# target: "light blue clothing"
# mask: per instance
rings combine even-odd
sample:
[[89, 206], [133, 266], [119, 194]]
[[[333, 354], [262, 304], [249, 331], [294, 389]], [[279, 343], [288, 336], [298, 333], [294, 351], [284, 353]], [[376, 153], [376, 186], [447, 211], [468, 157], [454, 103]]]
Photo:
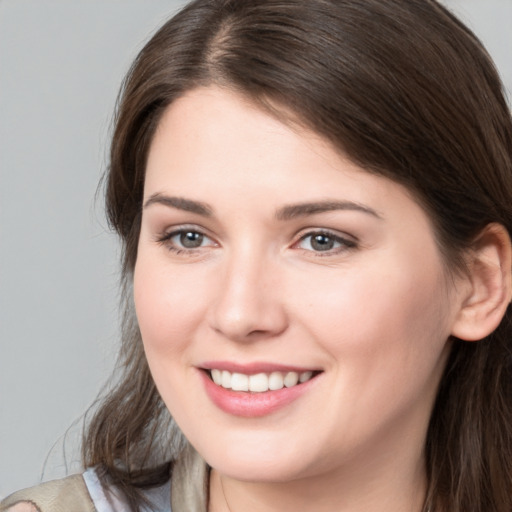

_____

▶ [Exercise task] Give every line of the listing above as a JSON list of strings, one string per line, with blank lines and the picture left out.

▶ [Result of this task]
[
  "# target: \"light blue clothing\"",
  "# mask: per instance",
  "rings combine even-odd",
  "sample:",
  "[[89, 206], [133, 266], [119, 194]]",
  "[[[333, 354], [262, 304], [249, 331], [294, 389]], [[279, 343], [288, 336], [298, 333], [294, 351], [284, 353]], [[376, 153], [376, 186], [447, 211], [468, 157], [454, 103]]]",
  "Photo:"
]